▶ [Task directions]: Copy every line of the items below without changing anything.

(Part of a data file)
◇ ◇ ◇

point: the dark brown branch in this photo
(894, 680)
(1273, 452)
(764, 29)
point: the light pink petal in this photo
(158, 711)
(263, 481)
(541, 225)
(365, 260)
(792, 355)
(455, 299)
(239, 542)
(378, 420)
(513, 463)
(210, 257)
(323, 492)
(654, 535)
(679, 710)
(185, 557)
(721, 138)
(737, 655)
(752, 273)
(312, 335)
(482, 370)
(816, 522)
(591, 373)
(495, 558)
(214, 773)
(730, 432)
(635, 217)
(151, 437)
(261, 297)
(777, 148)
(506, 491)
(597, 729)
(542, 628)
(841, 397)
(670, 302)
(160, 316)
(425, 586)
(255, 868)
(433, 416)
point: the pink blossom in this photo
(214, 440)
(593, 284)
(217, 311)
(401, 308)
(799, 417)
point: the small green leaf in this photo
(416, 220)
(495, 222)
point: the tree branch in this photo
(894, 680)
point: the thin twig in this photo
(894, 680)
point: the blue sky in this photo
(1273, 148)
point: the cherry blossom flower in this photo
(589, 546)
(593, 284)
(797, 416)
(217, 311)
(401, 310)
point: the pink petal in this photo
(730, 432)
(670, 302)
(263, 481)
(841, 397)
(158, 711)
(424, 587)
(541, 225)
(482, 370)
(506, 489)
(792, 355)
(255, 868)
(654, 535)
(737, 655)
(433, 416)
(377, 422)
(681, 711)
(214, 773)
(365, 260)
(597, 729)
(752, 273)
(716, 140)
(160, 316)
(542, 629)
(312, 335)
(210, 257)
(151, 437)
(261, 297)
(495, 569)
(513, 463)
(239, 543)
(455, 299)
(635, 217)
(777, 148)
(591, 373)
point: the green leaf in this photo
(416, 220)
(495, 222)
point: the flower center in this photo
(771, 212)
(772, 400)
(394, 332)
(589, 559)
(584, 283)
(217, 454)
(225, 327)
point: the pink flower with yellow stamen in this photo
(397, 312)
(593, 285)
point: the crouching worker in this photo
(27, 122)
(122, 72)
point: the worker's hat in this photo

◇ ◇ ◇

▶ [Full answer]:
point: the dark brown branch in this photo
(894, 680)
(1273, 452)
(764, 29)
point: the light pink petal in this photo
(158, 711)
(263, 481)
(541, 225)
(365, 260)
(792, 355)
(455, 299)
(239, 542)
(378, 420)
(513, 463)
(210, 257)
(323, 492)
(654, 535)
(679, 710)
(185, 557)
(721, 138)
(737, 655)
(752, 273)
(312, 335)
(482, 370)
(816, 522)
(591, 373)
(495, 558)
(214, 773)
(730, 432)
(635, 217)
(151, 437)
(261, 297)
(777, 148)
(506, 491)
(597, 729)
(542, 628)
(841, 397)
(670, 302)
(160, 316)
(425, 586)
(255, 868)
(433, 416)
point: the pink blossom in this photo
(214, 440)
(593, 284)
(217, 311)
(401, 308)
(799, 417)
point: the small green leaf in this photo
(416, 220)
(495, 222)
point: the tree branch in this photo
(894, 680)
point: the thin twig in this photo
(894, 680)
point: the blue sky in this photo
(1273, 148)
point: the cherry blossom flower in this photo
(589, 546)
(593, 284)
(797, 416)
(217, 311)
(401, 310)
point: the pink petal in this photo
(730, 432)
(670, 302)
(263, 481)
(841, 397)
(158, 711)
(424, 587)
(541, 225)
(482, 370)
(506, 489)
(792, 355)
(255, 868)
(654, 535)
(737, 655)
(433, 416)
(377, 422)
(681, 711)
(214, 773)
(365, 260)
(597, 729)
(752, 273)
(716, 140)
(160, 316)
(542, 629)
(312, 335)
(210, 257)
(151, 437)
(261, 297)
(495, 569)
(513, 463)
(239, 543)
(455, 299)
(635, 217)
(777, 148)
(591, 373)
point: the green leaf in this photo
(416, 220)
(495, 222)
point: the flower center in this photo
(771, 212)
(772, 400)
(394, 332)
(589, 559)
(584, 283)
(217, 454)
(225, 327)
point: the pink flower with yellow stamen in this photo
(397, 312)
(593, 285)
point: the crouching worker in this photo
(27, 122)
(122, 72)
point: the worker's hat in this photo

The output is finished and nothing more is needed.